Collected data entries
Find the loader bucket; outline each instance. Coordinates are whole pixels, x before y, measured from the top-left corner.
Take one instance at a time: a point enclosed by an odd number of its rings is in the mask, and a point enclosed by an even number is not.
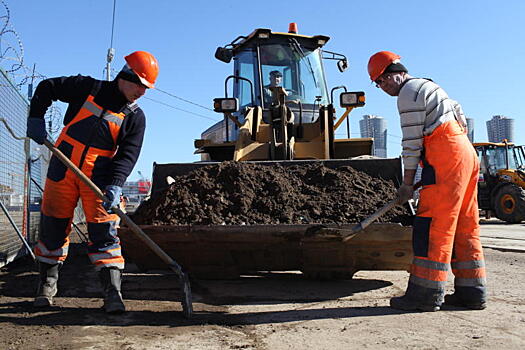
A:
[[[351,166],[372,177],[401,181],[401,159],[338,159],[249,161],[263,166],[312,166],[336,169]],[[216,162],[154,164],[151,201],[162,198],[170,182]],[[170,179],[171,178],[171,179]],[[140,208],[139,208],[140,209]],[[139,211],[139,210],[138,210]],[[351,240],[341,234],[312,233],[318,223],[301,224],[177,224],[142,225],[147,235],[181,261],[191,276],[203,279],[239,278],[254,271],[302,271],[314,279],[349,279],[359,270],[406,270],[412,259],[411,227],[373,223]],[[327,224],[330,232],[344,232],[354,223]],[[141,270],[162,264],[143,248],[128,229],[119,234],[126,256]]]
[[[348,242],[338,236],[309,236],[308,227],[148,225],[142,229],[199,279],[237,279],[256,271],[302,271],[312,279],[350,279],[359,270],[408,270],[412,261],[409,226],[374,223]],[[119,232],[127,258],[140,270],[164,268],[128,228]]]
[[[286,161],[250,161],[260,165],[281,165],[287,166],[308,166],[313,163],[321,163],[327,168],[336,169],[342,166],[351,166],[358,171],[362,171],[370,176],[379,177],[393,181],[398,187],[402,181],[401,158],[359,158],[359,159],[330,159],[330,160],[286,160]],[[170,178],[183,176],[191,171],[206,165],[217,164],[217,162],[196,162],[196,163],[169,163],[153,164],[153,183],[151,197],[162,193],[169,187]]]

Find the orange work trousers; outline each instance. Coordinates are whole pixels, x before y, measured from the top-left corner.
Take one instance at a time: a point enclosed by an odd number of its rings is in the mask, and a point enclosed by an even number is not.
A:
[[[103,267],[124,268],[115,214],[108,214],[102,200],[71,170],[63,180],[47,179],[42,199],[40,237],[35,246],[38,261],[63,263],[69,248],[71,222],[78,200],[81,200],[88,229],[88,256],[97,270]]]
[[[452,267],[462,300],[484,302],[485,261],[479,238],[479,160],[457,121],[425,136],[420,200],[413,229],[409,288],[440,304]]]

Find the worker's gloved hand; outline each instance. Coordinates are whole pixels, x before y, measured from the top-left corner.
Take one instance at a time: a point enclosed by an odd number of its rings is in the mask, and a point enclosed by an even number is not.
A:
[[[102,206],[108,213],[113,213],[111,208],[116,207],[120,203],[120,196],[122,195],[122,187],[116,185],[107,185],[105,195],[108,198],[107,202],[102,203]]]
[[[414,186],[402,184],[401,187],[397,189],[397,197],[399,204],[405,204],[409,199],[414,198]]]
[[[27,118],[27,137],[42,145],[47,138],[46,121],[44,118],[29,117]]]

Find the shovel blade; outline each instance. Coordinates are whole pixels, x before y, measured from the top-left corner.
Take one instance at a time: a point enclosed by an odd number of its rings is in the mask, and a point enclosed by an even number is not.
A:
[[[181,283],[182,283],[182,313],[184,315],[184,318],[191,318],[193,315],[193,297],[191,295],[191,286],[190,286],[190,279],[188,277],[187,273],[182,273],[181,277]]]

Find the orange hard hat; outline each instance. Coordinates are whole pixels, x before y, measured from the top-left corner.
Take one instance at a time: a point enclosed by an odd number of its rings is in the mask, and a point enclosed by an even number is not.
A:
[[[124,59],[142,84],[152,89],[155,87],[155,80],[159,75],[159,63],[155,56],[146,51],[135,51]]]
[[[399,62],[401,56],[390,51],[379,51],[368,60],[368,74],[372,81],[376,81],[385,69],[392,63]]]

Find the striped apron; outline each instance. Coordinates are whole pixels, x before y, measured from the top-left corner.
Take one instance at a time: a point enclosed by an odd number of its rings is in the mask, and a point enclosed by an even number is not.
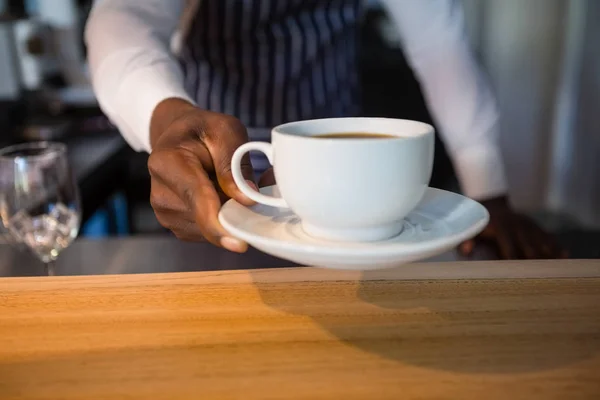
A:
[[[273,126],[360,112],[361,0],[201,0],[180,53],[186,90],[238,117],[251,140]],[[268,168],[252,154],[257,172]]]

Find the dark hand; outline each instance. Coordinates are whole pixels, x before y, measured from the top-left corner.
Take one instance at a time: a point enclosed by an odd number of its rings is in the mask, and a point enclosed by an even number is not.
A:
[[[160,224],[181,240],[244,252],[247,244],[229,236],[217,216],[227,198],[252,204],[231,174],[233,152],[248,141],[246,128],[234,117],[167,99],[156,107],[150,130],[150,203]],[[253,184],[247,157],[242,170]]]
[[[258,187],[272,186],[275,184],[275,174],[273,173],[273,168],[269,168],[265,171],[264,174],[261,175],[258,180]]]
[[[506,197],[481,202],[490,213],[488,226],[475,238],[462,243],[463,255],[473,252],[478,240],[493,244],[503,259],[566,258],[567,253],[556,239],[530,218],[515,213]]]

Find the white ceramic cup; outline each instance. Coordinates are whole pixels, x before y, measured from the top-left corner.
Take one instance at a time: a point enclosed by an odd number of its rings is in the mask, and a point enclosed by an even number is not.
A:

ABOUT THIS TASK:
Transcribe each record above exactly, leaving every picture out of the copy.

THE ANSWER:
Find the loader bucket; outline each instance. Coordinates are whole pixels, x before y, measured from the top-left corner.
Take one instance at a time: a point enclosed by an odd number of its rings is in the mask, and a point enclosed by an even number is not.
A:
[[[351,166],[372,177],[401,181],[401,159],[338,159],[249,161],[263,166],[312,166],[336,169]],[[216,162],[154,164],[151,201],[162,198],[170,182]],[[170,179],[171,178],[171,179]],[[140,208],[139,208],[140,209]],[[139,211],[139,210],[138,210]],[[351,240],[341,234],[312,233],[318,223],[301,224],[177,224],[142,225],[147,235],[181,261],[191,276],[203,279],[239,278],[254,271],[302,271],[314,279],[349,279],[359,270],[406,270],[412,259],[411,227],[373,223]],[[327,224],[330,232],[344,232],[354,223]],[[141,270],[162,264],[143,248],[128,229],[119,234],[126,256]]]
[[[348,242],[338,236],[309,236],[308,227],[148,225],[142,229],[199,279],[237,279],[256,271],[302,271],[312,279],[350,279],[359,270],[408,270],[412,261],[409,226],[374,223]],[[119,232],[127,258],[140,270],[164,268],[128,228]]]
[[[286,161],[250,161],[260,165],[281,165],[287,166],[308,166],[313,163],[321,163],[327,168],[336,169],[342,166],[351,166],[358,171],[362,171],[370,176],[379,177],[393,181],[398,187],[402,181],[401,158],[359,158],[359,159],[330,159],[330,160],[286,160]],[[170,178],[183,176],[191,171],[206,165],[217,164],[217,162],[196,162],[196,163],[169,163],[153,164],[153,183],[151,197],[162,193],[169,187]]]

Find the orange work trousers; outline each instance. Coordinates are whole pixels, x before y, measured from the top-left corner.
Take one instance at a time: a point enclosed by an odd number of its rings is in the mask, and a point enclosed by an even number is not.
A:
[[[103,267],[124,268],[115,214],[108,214],[102,200],[71,170],[63,180],[47,179],[42,199],[40,237],[35,246],[38,261],[63,263],[69,248],[71,222],[78,200],[81,200],[88,229],[88,256],[97,270]]]
[[[452,267],[462,300],[484,302],[485,261],[479,238],[479,160],[457,121],[425,136],[420,200],[413,229],[409,288],[440,304]]]

Find the worker's gloved hand; outline each instance. Coordinates are whole pixels, x before y, measured from the top-left corner.
Take one instance at a time: a point enclosed by an odd number of its rings is in the mask, and a point enclosed by an even number is not.
A:
[[[102,206],[108,213],[113,213],[111,208],[116,207],[120,203],[120,196],[122,195],[122,187],[116,185],[107,185],[105,195],[108,198],[107,202],[102,203]]]
[[[414,186],[402,184],[401,187],[397,189],[397,197],[399,204],[405,204],[409,199],[414,198]]]
[[[27,118],[27,137],[42,145],[47,138],[46,121],[44,118],[29,117]]]

Find the shovel blade; outline each instance. Coordinates are whole pixels, x before y, measured from the top-left corner.
Take one instance at a time: a point enclosed by an odd number of its rings is in the mask, and a point enclosed by an even number is not.
A:
[[[181,283],[182,283],[182,313],[184,315],[184,318],[191,318],[193,315],[193,297],[191,295],[191,286],[190,286],[190,279],[188,277],[187,273],[182,273],[181,277]]]

Find the orange hard hat; outline each instance. Coordinates are whole pixels, x before y, measured from the top-left corner.
Take one instance at a time: a point enclosed by an odd number of its rings is in the mask, and a point enclosed by an even number is not.
A:
[[[124,59],[142,84],[152,89],[155,87],[155,80],[159,75],[159,63],[155,56],[146,51],[135,51]]]
[[[399,62],[401,56],[390,51],[379,51],[368,60],[368,74],[372,81],[376,81],[385,69],[392,63]]]

Find the striped apron; outline each instance. Coordinates are whole pixels, x before y, measured from the top-left corner.
Take one instance at a time: a point enclosed by an odd number of its rings is in the mask, and a point enclosed by an even number is not.
A:
[[[273,126],[360,112],[361,0],[201,0],[180,53],[186,90],[238,117],[251,140]],[[268,168],[252,154],[257,172]]]

Find the dark hand; outline each instance. Coordinates are whole pixels, x before y, measured from the top-left corner.
Take one instance at a time: a point enclosed by an odd number of its rings is in the mask, and a point enclosed by an even number is not.
A:
[[[160,224],[181,240],[244,252],[247,244],[229,236],[217,216],[227,198],[252,204],[231,174],[233,152],[248,141],[246,128],[234,117],[167,99],[156,107],[150,130],[150,203]],[[253,184],[247,157],[242,170]]]
[[[258,187],[272,186],[275,184],[275,174],[273,173],[273,168],[269,168],[265,171],[264,174],[261,175],[258,180]]]
[[[506,197],[481,202],[490,213],[488,226],[475,238],[462,243],[463,255],[473,252],[478,240],[493,244],[503,259],[566,258],[567,253],[556,239],[530,218],[515,213]]]

Find the white ceramic cup; outline each instance. Coordinates are whole pixels, x before y, measured from the top-left corner.
Take one instance at a time: a point enclosed by an odd number of its rings is in the mask, and a point enclosed by an even number is not.
A:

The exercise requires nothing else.